## Exercise text

---------------

Claimant next argues that the ALJ's reliance on the grids was error. She asserts that there is no affirmative evidence that she can perform the demands of light work, and contends that the ALJ relied on an absence of evidence to reach his decision. We disagree with claimant's implicit argument that the agency, not the claimant, has the burden to provide evidence of claimant's functional limitations. As a recent Social Security final rule makes clear, the agency's burden at step five does not include the burden to provide medical evidence in support of an RFC assessment, unless the ALJ's duty to further develop the record is triggered. 68 F.R. 51153, 51155 (2003); cf. Hawkins v. Chater, 113 F.3d 1162 (10th Cir. 1997) (discussing development of the record). Because, as noted above, we conclude that medical evidence in the record in this case supports the ALJ's RFC determination, the ALJ did not err by relying on the grids to reach his ultimate conclusion that claimant was not disabled.
IV.
Claimant's last argument is that the ALJ failed to properly develop the record. She asserts that the records relating to her heart attack should have been obtained. But, as we noted above, claimant does not allegeand the medical evidence does not suggestfunctional limitations flowing from the heart attack other than those already acknowledged by the ALJ. Claimant also argues that the ALJ should have ordered a consultative examination in light of her knee condition and her obesity. In Hawkins, we said that "the starting place must be the presence of some objective medical evidence in the record suggesting that existence of a condition which could have a material impact on the disability decision requiring further investigation." 113 F.3d at 1167 (emphasis added). Nothing in claimant's arguments on appeal or the medical record as a whole suggests that claimant's knee injury or obesity required further investigation before an ALJ could determine what functional limitations, if any, existed as a result of these conditions.
Claimant argues that the report from the consultative examining physician is inadequate to establish that she can perform the specific functional requirements of light work. But the ALJ, not a physician, is charged with determining a claimant's RFC from the medical record. See, e.g., 20 C.F.R. § 416.927(e)(2); SSR 96-5p, 1996 WL 374183, at *5. We also reject claimant's implicit argument that there must be specific, affirmative, medical evidence on the record as to each requirement of an exertional work level before an ALJ can determine RFC within that category.

---------------

## Try it
Answer these questions about the disability appeal excerpt:
1. What citation does the excerpt give for the recent Social Security final rule?
2. Which two conditions does the claimant say called for a consultative examination?
3. Who does the excerpt say is charged with determining a claimant's RFC from the medical record?

---------------

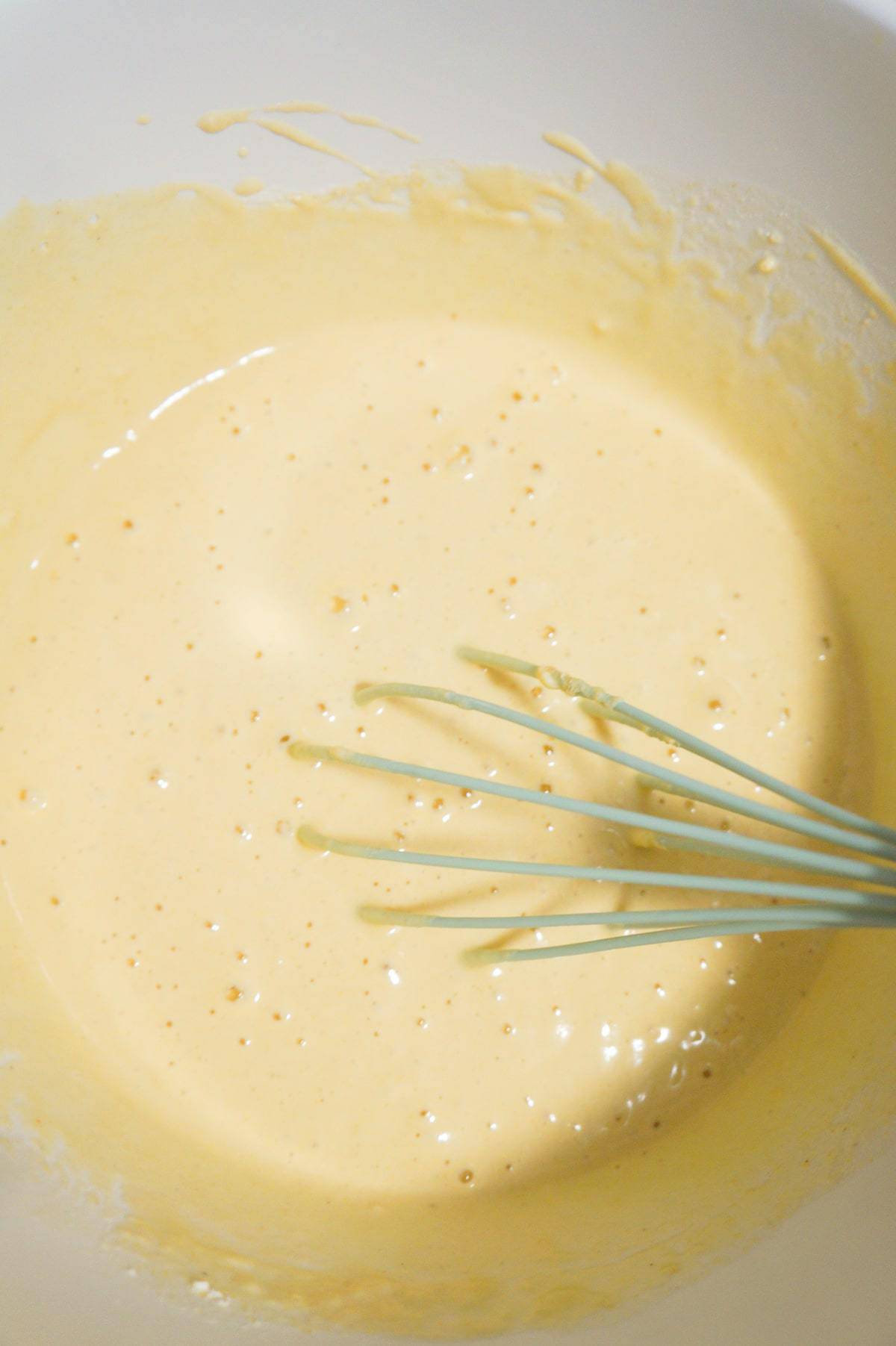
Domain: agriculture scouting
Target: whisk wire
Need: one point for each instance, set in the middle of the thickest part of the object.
(815, 906)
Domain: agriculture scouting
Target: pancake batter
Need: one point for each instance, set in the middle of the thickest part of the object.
(323, 447)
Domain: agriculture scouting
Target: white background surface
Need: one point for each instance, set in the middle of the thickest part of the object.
(797, 95)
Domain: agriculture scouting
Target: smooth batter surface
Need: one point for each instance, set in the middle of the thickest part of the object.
(325, 446)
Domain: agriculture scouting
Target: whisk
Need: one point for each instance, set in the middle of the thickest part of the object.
(865, 895)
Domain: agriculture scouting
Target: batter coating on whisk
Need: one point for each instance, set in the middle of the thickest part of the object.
(392, 430)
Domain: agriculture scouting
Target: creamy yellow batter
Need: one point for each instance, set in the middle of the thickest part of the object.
(258, 454)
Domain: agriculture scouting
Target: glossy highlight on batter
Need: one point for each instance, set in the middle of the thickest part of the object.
(332, 439)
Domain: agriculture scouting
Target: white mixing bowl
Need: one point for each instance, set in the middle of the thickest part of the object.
(795, 95)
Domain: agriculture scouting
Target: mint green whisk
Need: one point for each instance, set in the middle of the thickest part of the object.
(865, 891)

---------------

## Completed exercise
1. 68 F.R. 51153, 51155 (2003).
2. Her knee condition and her obesity.
3. The ALJ, not a physician.